## WRITTEN INSTRUCTION
Reproduce only the entries from the line holding "point: moth wing" through the end of the entries, inclusive, keeping the request lines unchanged. Scale every coordinate in the answers by 1.65, rounding to whole numbers with halves rounded up.

○ ○ ○

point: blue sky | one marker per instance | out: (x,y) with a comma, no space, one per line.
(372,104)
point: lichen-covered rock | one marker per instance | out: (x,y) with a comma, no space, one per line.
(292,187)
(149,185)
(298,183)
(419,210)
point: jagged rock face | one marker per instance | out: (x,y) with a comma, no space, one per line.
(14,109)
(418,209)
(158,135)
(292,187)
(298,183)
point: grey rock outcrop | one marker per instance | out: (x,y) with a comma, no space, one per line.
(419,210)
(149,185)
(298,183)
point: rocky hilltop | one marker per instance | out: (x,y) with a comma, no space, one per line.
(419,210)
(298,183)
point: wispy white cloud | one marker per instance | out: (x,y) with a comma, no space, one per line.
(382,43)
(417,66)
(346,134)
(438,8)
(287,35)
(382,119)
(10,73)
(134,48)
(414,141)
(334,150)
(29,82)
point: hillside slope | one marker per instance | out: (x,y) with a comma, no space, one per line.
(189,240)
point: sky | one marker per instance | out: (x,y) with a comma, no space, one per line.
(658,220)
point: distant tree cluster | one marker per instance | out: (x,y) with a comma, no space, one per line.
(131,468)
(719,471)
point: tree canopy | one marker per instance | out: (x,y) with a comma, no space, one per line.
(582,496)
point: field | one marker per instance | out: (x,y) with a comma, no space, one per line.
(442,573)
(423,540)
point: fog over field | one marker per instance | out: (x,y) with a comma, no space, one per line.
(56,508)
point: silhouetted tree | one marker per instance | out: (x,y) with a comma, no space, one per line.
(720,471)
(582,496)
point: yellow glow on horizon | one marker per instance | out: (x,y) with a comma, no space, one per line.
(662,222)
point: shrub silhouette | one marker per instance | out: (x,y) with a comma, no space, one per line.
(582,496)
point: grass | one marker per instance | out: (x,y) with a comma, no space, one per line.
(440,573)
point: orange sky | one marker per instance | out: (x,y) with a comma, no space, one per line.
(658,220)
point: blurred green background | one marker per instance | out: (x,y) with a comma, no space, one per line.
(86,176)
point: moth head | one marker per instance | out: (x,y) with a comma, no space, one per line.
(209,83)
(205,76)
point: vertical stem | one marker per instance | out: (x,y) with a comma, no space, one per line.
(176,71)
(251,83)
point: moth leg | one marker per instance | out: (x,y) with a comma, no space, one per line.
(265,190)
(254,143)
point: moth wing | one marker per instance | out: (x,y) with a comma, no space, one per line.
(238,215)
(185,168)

○ ○ ○

## ANSWER TO THE PROBLEM
point: moth wing | one marker per instance | out: (x,y) with a comma, no space, one per line.
(393,355)
(305,277)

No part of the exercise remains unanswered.